*** Materials provided ***

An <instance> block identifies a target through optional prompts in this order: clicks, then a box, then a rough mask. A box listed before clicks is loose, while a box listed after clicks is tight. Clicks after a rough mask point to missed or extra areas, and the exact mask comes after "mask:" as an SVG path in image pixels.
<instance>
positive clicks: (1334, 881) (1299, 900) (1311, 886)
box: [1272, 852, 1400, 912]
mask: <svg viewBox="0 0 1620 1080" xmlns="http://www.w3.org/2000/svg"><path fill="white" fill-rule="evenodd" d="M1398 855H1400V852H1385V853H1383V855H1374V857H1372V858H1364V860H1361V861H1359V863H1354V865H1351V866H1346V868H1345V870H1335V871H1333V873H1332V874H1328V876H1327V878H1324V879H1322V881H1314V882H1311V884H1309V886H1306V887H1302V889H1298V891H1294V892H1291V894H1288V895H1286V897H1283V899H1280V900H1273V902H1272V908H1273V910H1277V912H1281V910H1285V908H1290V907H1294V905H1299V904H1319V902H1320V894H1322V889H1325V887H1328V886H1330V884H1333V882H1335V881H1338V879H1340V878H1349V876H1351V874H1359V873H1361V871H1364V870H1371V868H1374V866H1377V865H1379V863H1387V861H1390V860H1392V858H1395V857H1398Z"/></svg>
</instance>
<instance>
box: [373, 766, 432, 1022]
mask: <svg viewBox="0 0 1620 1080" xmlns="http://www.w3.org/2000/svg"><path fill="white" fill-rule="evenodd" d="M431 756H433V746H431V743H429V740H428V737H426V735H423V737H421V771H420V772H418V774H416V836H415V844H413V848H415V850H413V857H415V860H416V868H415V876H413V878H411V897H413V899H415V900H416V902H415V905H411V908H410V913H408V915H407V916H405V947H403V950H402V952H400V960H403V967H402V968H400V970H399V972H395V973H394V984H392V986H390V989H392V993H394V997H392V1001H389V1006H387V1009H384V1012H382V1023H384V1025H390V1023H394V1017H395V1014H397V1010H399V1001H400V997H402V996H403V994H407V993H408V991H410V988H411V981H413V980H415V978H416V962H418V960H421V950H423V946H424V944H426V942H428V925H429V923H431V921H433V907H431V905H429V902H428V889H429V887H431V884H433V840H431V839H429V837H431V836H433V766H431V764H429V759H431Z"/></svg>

*** End of Materials provided ***

What needs to be done —
Word for word, transcribe each record.

Solution to this exercise —
An <instance> block identifies a target through optional prompts in this order: clicks, then a box, then a rough mask. A box listed before clicks is loose, while a box listed after clicks is tight. Clicks after a rough mask point to missed or extra areas, and the exact mask comes after "mask:" as an SVG path in image pixels.
<instance>
positive clicks: (1334, 881) (1299, 900) (1311, 886)
box: [1272, 852, 1400, 912]
mask: <svg viewBox="0 0 1620 1080" xmlns="http://www.w3.org/2000/svg"><path fill="white" fill-rule="evenodd" d="M1398 855H1400V852H1385V853H1383V855H1374V857H1372V858H1364V860H1361V861H1359V863H1354V865H1351V866H1346V868H1345V870H1335V871H1333V873H1332V874H1328V876H1327V878H1324V879H1322V881H1314V882H1311V884H1309V886H1306V887H1302V889H1298V891H1294V892H1291V894H1288V895H1286V897H1283V899H1280V900H1273V902H1272V908H1273V910H1277V912H1281V910H1285V908H1290V907H1294V905H1299V904H1319V902H1320V894H1322V889H1325V887H1328V886H1330V884H1333V882H1335V881H1338V879H1340V878H1349V876H1351V874H1359V873H1361V871H1364V870H1371V868H1374V866H1377V865H1379V863H1387V861H1390V860H1392V858H1395V857H1398Z"/></svg>
</instance>
<instance>
box: [373, 766, 432, 1022]
mask: <svg viewBox="0 0 1620 1080" xmlns="http://www.w3.org/2000/svg"><path fill="white" fill-rule="evenodd" d="M431 756H433V746H431V743H429V740H428V737H426V735H423V737H421V771H420V772H418V774H416V836H415V844H413V848H415V850H413V857H415V860H416V868H415V876H413V878H411V897H413V899H415V900H416V902H415V905H411V908H410V913H408V915H407V916H405V947H403V950H402V952H400V960H403V967H402V968H400V970H399V972H395V973H394V984H392V986H390V989H392V993H394V997H392V1001H389V1006H387V1009H384V1012H382V1023H384V1025H390V1023H394V1017H395V1014H397V1010H399V1001H400V997H402V996H403V994H407V993H408V991H410V988H411V981H413V980H415V978H416V962H418V960H421V950H423V946H424V944H426V942H428V925H429V923H431V921H433V907H431V905H429V902H428V889H429V887H431V884H433V840H431V839H429V837H431V836H433V766H431V764H429V759H431Z"/></svg>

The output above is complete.